Problem requirements:
Leaving out every line before the one with "Would you be able to point at the wet", write out the rest of the records below exactly.

Stored data entries
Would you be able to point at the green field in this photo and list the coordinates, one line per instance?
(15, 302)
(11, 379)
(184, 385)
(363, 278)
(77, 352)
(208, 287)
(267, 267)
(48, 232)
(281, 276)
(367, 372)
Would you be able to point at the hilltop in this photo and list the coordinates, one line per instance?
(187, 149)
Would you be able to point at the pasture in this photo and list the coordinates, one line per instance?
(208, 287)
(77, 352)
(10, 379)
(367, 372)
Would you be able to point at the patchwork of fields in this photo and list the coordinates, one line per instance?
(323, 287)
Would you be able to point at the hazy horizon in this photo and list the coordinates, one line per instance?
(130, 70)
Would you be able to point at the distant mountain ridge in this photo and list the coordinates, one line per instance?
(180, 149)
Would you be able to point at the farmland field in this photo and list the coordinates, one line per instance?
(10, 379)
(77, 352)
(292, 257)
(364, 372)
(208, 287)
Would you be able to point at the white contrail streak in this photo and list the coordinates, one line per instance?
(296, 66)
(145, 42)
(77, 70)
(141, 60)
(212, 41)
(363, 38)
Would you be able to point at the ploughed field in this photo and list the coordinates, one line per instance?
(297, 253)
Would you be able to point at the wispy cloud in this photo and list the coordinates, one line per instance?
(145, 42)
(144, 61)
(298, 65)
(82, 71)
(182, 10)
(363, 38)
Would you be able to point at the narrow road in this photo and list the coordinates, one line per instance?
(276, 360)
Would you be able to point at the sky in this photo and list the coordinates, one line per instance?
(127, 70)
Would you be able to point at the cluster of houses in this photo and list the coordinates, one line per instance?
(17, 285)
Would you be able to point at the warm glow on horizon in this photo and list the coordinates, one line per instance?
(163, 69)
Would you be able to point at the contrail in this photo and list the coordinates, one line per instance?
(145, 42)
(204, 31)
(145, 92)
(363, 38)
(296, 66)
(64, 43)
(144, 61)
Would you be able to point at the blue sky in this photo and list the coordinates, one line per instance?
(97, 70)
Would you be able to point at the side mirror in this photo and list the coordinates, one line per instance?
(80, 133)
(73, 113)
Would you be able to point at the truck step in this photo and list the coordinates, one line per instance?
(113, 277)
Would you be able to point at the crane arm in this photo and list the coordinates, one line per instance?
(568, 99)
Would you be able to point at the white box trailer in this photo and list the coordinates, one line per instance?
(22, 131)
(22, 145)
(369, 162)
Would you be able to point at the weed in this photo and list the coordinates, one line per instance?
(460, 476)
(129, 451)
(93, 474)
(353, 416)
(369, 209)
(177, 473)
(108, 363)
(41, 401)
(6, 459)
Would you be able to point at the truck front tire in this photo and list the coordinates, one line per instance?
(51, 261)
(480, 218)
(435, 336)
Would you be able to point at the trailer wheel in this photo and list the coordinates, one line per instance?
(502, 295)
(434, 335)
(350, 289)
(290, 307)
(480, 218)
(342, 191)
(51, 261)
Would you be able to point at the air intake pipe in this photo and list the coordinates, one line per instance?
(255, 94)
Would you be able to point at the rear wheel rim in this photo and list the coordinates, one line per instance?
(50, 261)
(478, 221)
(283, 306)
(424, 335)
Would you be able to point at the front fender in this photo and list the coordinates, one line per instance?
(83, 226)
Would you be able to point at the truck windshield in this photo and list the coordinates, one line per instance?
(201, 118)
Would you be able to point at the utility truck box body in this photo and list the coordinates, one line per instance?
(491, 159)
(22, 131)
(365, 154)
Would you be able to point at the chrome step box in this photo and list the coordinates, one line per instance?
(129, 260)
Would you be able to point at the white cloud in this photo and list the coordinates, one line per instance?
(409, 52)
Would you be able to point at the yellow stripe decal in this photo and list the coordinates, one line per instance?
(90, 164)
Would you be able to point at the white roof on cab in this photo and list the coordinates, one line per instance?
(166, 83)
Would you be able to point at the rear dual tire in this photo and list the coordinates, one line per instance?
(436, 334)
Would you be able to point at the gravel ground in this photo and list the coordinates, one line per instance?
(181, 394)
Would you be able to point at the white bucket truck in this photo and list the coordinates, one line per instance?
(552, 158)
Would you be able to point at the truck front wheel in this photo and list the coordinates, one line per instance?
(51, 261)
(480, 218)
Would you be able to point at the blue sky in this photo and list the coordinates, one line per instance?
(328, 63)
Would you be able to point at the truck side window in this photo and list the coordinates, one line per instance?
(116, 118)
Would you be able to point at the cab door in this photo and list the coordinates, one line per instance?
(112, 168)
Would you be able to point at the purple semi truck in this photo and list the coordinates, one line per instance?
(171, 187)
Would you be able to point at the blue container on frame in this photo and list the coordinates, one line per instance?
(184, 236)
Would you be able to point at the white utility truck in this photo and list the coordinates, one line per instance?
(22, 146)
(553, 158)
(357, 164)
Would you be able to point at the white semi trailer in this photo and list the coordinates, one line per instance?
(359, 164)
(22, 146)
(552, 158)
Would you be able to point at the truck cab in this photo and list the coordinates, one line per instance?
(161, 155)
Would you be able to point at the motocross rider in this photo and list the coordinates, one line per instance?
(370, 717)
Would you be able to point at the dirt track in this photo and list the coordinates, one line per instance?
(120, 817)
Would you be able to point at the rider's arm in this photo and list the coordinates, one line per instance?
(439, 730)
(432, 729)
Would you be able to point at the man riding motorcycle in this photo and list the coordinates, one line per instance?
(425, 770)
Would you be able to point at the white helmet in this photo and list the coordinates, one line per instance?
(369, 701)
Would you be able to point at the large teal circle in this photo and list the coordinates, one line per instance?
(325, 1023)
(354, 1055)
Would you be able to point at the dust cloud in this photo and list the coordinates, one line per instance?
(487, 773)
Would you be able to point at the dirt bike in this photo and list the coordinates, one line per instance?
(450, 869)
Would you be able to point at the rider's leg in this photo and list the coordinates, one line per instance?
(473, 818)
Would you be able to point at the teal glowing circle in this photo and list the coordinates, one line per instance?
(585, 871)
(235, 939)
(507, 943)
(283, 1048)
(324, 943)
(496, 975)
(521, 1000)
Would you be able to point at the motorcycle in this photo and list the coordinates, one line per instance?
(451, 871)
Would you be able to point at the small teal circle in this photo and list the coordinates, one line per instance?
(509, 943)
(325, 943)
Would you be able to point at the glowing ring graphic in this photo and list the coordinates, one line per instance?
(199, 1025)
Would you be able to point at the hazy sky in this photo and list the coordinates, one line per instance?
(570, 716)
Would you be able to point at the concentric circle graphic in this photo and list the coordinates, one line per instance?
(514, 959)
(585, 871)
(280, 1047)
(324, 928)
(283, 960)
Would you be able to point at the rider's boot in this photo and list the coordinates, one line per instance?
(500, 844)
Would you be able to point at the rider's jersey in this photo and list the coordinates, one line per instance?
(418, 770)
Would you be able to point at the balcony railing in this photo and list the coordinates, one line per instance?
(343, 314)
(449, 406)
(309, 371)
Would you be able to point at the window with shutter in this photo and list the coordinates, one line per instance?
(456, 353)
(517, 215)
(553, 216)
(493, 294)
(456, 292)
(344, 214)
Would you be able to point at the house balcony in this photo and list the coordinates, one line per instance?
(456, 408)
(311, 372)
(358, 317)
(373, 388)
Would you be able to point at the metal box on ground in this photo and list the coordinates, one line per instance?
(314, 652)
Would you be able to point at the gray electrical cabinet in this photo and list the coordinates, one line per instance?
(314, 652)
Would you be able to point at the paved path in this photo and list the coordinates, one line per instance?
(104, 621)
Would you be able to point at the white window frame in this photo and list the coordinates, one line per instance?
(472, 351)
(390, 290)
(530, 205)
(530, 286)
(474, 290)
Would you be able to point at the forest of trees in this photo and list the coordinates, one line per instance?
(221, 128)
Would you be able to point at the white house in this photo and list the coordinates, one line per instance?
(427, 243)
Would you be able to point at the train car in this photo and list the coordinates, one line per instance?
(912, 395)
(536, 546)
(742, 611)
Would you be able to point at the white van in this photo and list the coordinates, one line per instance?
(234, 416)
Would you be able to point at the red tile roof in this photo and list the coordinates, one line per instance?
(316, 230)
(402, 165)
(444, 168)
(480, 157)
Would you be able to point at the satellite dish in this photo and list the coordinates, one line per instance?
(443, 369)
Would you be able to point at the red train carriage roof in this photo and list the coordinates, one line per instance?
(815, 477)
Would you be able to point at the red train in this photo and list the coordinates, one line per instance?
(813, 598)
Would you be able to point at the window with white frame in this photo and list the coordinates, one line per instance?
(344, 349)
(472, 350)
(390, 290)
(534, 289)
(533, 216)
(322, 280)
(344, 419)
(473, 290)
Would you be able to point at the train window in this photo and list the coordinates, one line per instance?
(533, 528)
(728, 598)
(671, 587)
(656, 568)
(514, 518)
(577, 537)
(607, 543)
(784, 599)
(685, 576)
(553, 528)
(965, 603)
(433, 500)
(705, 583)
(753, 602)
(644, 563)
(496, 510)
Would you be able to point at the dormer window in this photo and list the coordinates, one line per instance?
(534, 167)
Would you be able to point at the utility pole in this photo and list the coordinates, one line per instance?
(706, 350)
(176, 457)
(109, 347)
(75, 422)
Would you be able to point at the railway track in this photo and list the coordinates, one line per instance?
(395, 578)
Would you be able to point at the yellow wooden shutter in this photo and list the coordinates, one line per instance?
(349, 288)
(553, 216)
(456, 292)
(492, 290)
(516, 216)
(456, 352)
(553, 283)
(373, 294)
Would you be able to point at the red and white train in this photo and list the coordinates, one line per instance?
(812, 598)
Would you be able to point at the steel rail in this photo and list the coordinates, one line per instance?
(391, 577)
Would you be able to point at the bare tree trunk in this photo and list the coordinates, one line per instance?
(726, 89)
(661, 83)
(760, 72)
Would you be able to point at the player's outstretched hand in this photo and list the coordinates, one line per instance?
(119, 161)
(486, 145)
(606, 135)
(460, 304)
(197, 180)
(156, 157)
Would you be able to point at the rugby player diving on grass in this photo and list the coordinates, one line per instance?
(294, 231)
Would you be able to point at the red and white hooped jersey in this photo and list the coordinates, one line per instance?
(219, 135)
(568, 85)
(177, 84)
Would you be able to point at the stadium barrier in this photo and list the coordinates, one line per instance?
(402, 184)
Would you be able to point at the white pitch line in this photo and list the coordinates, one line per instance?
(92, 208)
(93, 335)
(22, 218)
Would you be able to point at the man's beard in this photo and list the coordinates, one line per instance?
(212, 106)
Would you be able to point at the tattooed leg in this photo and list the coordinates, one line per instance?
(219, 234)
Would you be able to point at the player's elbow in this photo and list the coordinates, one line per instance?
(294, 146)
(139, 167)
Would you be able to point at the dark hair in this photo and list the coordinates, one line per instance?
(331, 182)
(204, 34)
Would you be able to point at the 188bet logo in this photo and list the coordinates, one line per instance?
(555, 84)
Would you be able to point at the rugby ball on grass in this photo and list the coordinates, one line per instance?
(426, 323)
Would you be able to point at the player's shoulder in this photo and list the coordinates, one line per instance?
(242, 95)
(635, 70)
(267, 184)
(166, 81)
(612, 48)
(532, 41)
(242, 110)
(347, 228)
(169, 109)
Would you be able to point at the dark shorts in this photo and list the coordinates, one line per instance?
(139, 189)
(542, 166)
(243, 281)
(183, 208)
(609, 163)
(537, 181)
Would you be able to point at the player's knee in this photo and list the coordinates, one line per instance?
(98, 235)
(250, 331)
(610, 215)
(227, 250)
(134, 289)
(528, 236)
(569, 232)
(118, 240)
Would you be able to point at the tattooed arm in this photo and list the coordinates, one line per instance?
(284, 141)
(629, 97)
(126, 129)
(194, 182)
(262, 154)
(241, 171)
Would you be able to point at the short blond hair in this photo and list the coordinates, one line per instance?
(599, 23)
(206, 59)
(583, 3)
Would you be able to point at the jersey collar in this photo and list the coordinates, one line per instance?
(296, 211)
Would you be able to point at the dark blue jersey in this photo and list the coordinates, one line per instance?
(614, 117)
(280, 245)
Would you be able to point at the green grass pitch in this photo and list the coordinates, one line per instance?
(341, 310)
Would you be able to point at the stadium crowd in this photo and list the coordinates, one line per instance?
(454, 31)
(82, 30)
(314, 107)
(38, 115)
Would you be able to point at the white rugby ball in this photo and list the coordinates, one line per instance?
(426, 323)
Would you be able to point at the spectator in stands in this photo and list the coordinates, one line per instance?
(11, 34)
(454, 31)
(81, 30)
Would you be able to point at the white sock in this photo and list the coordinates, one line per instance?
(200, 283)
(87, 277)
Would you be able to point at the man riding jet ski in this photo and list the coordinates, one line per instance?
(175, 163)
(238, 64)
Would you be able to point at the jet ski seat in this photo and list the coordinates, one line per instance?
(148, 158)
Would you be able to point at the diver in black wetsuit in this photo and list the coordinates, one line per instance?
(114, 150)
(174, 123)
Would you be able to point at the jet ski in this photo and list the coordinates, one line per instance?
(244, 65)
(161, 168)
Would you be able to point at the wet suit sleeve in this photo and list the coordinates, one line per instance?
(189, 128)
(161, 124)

Answer to the exercise:
Would you be able to point at the wet suit sleeve in this photo and list the coordinates, one line per instance?
(189, 128)
(161, 124)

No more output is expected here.